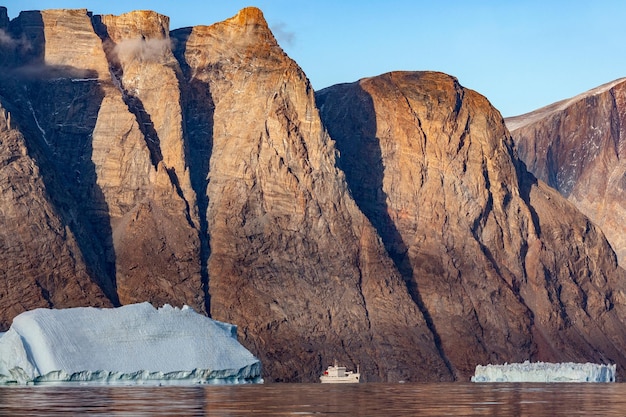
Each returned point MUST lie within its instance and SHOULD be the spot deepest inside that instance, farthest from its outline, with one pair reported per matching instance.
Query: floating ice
(545, 372)
(136, 344)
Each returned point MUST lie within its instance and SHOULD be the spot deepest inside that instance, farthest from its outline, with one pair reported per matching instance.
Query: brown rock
(293, 262)
(577, 147)
(41, 264)
(504, 267)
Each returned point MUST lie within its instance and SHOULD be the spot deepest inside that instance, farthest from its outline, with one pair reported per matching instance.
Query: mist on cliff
(141, 49)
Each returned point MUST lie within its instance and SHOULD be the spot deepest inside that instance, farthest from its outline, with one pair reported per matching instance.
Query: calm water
(458, 399)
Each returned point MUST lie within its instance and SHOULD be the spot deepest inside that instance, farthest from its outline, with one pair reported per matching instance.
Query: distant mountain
(578, 146)
(504, 268)
(385, 223)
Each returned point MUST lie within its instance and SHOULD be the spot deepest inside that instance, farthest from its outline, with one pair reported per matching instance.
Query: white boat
(338, 375)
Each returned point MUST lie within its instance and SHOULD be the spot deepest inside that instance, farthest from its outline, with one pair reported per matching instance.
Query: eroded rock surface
(192, 167)
(578, 147)
(293, 260)
(505, 268)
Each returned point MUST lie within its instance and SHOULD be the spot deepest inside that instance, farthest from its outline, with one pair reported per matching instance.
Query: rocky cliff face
(292, 259)
(578, 147)
(192, 167)
(502, 265)
(108, 167)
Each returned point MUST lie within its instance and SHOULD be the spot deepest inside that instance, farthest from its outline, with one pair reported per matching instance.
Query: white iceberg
(545, 372)
(132, 344)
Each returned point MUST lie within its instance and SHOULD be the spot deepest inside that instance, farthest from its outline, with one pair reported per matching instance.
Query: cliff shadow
(58, 109)
(198, 110)
(350, 118)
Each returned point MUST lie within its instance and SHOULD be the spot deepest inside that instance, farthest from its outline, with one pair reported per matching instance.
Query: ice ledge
(133, 344)
(545, 372)
(248, 375)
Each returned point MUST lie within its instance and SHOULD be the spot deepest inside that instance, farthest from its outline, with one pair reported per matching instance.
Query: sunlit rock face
(293, 261)
(399, 232)
(504, 267)
(578, 147)
(110, 159)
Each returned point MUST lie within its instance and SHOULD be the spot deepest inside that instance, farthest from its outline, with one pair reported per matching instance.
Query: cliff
(502, 265)
(386, 223)
(577, 147)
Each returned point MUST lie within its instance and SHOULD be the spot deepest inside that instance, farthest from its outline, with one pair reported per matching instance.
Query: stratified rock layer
(293, 261)
(578, 146)
(192, 167)
(505, 268)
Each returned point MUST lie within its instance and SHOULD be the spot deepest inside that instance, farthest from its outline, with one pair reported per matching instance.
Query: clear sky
(521, 55)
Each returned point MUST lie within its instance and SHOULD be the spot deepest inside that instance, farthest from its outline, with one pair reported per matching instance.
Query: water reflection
(320, 400)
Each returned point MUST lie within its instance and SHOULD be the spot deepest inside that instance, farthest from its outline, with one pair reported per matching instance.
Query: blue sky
(521, 55)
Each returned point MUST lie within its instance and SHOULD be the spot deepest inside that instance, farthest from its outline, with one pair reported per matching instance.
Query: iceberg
(133, 344)
(545, 372)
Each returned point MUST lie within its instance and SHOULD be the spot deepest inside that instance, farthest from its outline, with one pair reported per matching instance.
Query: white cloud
(151, 50)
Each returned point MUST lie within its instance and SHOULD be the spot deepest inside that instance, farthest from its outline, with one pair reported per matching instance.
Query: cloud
(150, 50)
(6, 39)
(282, 34)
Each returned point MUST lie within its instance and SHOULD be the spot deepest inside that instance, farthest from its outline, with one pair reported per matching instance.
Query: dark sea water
(451, 399)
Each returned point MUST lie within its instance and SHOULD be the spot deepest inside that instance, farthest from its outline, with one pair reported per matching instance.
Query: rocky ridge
(577, 147)
(195, 167)
(503, 266)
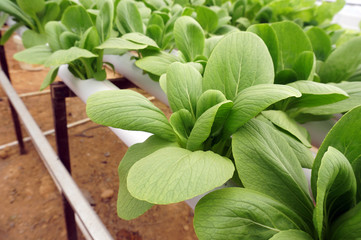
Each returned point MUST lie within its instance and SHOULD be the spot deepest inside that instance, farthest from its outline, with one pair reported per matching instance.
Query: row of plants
(238, 82)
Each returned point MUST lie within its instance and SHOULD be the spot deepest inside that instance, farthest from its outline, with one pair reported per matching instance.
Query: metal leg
(17, 126)
(58, 96)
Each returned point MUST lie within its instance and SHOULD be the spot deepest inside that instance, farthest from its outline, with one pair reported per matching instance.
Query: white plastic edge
(84, 88)
(125, 66)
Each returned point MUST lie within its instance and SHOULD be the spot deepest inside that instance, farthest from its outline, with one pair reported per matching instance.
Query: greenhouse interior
(180, 119)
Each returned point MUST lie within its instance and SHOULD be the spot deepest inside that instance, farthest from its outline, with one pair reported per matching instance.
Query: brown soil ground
(31, 206)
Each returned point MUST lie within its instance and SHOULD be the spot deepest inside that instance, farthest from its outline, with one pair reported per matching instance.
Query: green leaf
(316, 94)
(189, 37)
(34, 55)
(50, 77)
(76, 19)
(345, 137)
(157, 64)
(13, 9)
(305, 66)
(336, 189)
(353, 89)
(241, 213)
(292, 42)
(204, 125)
(209, 99)
(173, 174)
(321, 42)
(128, 110)
(268, 35)
(120, 43)
(184, 86)
(251, 101)
(31, 38)
(129, 16)
(139, 38)
(66, 56)
(240, 67)
(207, 18)
(129, 207)
(348, 225)
(104, 21)
(53, 31)
(342, 63)
(265, 163)
(283, 121)
(182, 122)
(31, 7)
(291, 234)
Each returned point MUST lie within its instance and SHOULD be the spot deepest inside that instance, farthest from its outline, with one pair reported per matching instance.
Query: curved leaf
(265, 163)
(345, 137)
(172, 174)
(128, 110)
(184, 86)
(129, 207)
(241, 213)
(246, 63)
(251, 101)
(189, 37)
(336, 189)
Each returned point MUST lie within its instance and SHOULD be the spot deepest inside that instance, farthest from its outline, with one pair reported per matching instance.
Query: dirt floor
(31, 206)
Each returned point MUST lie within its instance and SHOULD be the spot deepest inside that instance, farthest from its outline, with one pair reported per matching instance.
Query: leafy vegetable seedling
(191, 153)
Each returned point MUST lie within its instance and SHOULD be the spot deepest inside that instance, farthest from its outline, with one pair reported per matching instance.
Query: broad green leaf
(31, 7)
(31, 38)
(283, 121)
(34, 55)
(129, 16)
(66, 56)
(251, 101)
(208, 99)
(348, 225)
(207, 18)
(265, 163)
(268, 35)
(336, 189)
(182, 122)
(240, 67)
(184, 86)
(157, 64)
(104, 21)
(342, 63)
(76, 19)
(53, 31)
(353, 89)
(189, 37)
(129, 110)
(292, 42)
(120, 43)
(241, 213)
(90, 39)
(305, 66)
(214, 116)
(172, 174)
(316, 94)
(209, 45)
(139, 38)
(50, 77)
(129, 207)
(13, 9)
(291, 234)
(321, 42)
(345, 137)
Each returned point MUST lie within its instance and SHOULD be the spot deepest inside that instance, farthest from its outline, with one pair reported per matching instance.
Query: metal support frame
(17, 126)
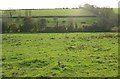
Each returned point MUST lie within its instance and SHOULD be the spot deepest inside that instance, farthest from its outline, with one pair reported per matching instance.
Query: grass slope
(60, 55)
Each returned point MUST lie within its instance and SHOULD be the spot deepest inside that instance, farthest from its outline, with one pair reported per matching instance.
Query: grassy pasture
(60, 55)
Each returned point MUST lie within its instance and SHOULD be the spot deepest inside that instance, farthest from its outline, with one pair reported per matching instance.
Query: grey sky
(29, 4)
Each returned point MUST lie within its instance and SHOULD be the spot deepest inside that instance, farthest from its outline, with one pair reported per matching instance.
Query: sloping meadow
(60, 55)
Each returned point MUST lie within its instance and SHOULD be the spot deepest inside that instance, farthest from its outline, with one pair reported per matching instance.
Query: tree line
(107, 21)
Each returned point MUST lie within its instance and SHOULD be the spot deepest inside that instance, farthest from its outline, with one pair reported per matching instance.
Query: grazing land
(60, 55)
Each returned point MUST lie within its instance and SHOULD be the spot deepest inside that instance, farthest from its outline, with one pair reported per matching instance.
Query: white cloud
(27, 4)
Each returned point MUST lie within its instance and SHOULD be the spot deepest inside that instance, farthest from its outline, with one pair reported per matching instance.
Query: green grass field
(60, 55)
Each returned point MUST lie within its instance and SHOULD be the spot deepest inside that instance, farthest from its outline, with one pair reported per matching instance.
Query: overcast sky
(30, 4)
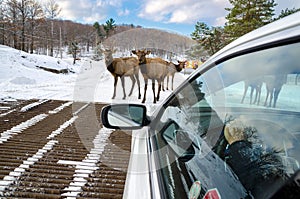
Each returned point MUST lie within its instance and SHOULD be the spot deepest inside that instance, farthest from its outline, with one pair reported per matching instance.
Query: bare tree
(36, 17)
(52, 10)
(23, 9)
(12, 20)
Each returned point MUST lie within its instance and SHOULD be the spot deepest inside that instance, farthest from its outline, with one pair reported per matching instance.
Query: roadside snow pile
(31, 76)
(16, 57)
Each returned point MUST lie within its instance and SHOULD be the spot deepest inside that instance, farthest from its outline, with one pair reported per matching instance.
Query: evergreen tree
(287, 12)
(248, 15)
(211, 39)
(109, 26)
────────────────────
Locate each line in the listing above that contains the word "rocky" and copy those lines out in full.

== THE OUTPUT ==
Query: rocky cliff face
Query: rocky ridge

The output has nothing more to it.